> _Aufgaben_:
(1) Beantworten Sie anhand des Textauszugs folgende Fragen:
(a) Von welchem Spieler kam die Hereingabe, die Lewandowski mit der rechten Hacke ins Tor lenkte?
(b) Wie viele Minuten danach versuchte es Lewandowski erneut?
(c) Welchen beiden Spielern rollte sein zweiter Schuss durch die Beine?
(2) Fassen Sie den Textauszug in zwei Sätzen zusammen.
(3) Schreiben Sie die Passage aus dem Textauszug ab, die mit „HINTERGRUND“ beginnt und mit „- Game over.“ endet.

== Textauszug ==

HINTERGRUND
Als die Hoffnung unter all den Grün-Weißen im Westerstadion allmählich anstieg, endlich mal wieder etwas Zählbares zu holen gegen den ungeliebten Gast aus Süddeutschland, tauchte Robert Lewandowski im Bremer Strafraum auf. Galant hielt er die rechte Hacke in eine Hereingabe von Kingsley Coman, und so war es eben doch passiert, was die Bremer in den 71 Minuten zuvor erfolgreich verhindert hatten. Plötzlich führte der FC Bayern München. Und weil es so schön war, probierte es Lewandowski drei Minuten später erneut, diesmal mit links. Sein Schuss rollte erst Robert Bauer und dann Jiri Pavlenka durch die Beine, und schon war der Ball wieder im Netz. 2:0 Bayern - Game over.

===
== Vorliegende Datensätze ==

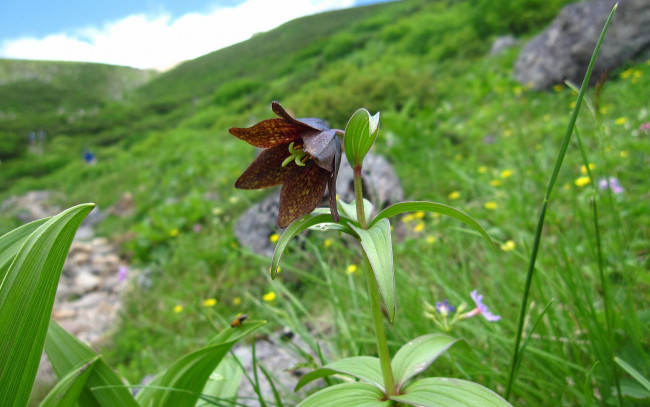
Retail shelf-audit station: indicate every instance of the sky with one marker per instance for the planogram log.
(144, 34)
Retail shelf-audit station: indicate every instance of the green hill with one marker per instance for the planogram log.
(458, 130)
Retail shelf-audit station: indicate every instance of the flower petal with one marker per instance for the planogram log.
(266, 170)
(270, 133)
(302, 192)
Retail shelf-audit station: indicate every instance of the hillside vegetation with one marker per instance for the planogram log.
(458, 130)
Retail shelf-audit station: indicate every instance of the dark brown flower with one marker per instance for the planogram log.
(301, 154)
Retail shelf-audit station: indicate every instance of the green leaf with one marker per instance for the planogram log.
(350, 210)
(26, 299)
(67, 391)
(11, 242)
(417, 355)
(360, 134)
(365, 368)
(376, 243)
(643, 381)
(413, 206)
(296, 227)
(103, 387)
(347, 395)
(224, 382)
(443, 392)
(181, 384)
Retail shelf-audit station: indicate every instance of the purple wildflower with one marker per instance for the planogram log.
(611, 183)
(481, 308)
(444, 308)
(122, 271)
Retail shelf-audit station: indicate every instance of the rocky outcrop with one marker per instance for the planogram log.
(562, 52)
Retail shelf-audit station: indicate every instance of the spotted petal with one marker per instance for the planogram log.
(266, 170)
(302, 192)
(270, 133)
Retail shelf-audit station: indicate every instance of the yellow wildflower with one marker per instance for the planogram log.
(583, 168)
(582, 181)
(210, 302)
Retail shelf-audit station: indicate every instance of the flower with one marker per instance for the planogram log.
(301, 154)
(508, 246)
(611, 183)
(210, 302)
(268, 297)
(444, 308)
(481, 308)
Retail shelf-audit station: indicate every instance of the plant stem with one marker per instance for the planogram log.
(373, 293)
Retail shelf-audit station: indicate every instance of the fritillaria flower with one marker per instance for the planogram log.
(481, 308)
(301, 154)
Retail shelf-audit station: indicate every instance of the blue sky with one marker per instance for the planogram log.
(141, 33)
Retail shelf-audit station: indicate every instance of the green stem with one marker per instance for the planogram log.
(373, 293)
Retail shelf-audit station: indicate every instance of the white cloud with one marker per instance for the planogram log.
(146, 41)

===

> _Lösungen_:
(1)
(a) Von Kingsley Coman.
(b) Drei Minuten danach.
(c) Robert Bauer und Jiri Pavlenka.

(2) Nachdem die Bremer einen Treffer 71 Minuten lang verhindert hatten, brachte Robert Lewandowski den FC Bayern München mit der rechten Hacke nach einer Hereingabe von Kingsley Coman in Führung. Drei Minuten später traf er mit links zum 2:0, womit das Spiel entschieden war.

(3)
HINTERGRUND
Als die Hoffnung unter all den Grün-Weißen im Westerstadion allmählich anstieg, endlich mal wieder etwas Zählbares zu holen gegen den ungeliebten Gast aus Süddeutschland, tauchte Robert Lewandowski im Bremer Strafraum auf. Galant hielt er die rechte Hacke in eine Hereingabe von Kingsley Coman, und so war es eben doch passiert, was die Bremer in den 71 Minuten zuvor erfolgreich verhindert hatten. Plötzlich führte der FC Bayern München. Und weil es so schön war, probierte es Lewandowski drei Minuten später erneut, diesmal mit links. Sein Schuss rollte erst Robert Bauer und dann Jiri Pavlenka durch die Beine, und schon war der Ball wieder im Netz. 2:0 Bayern - Game over.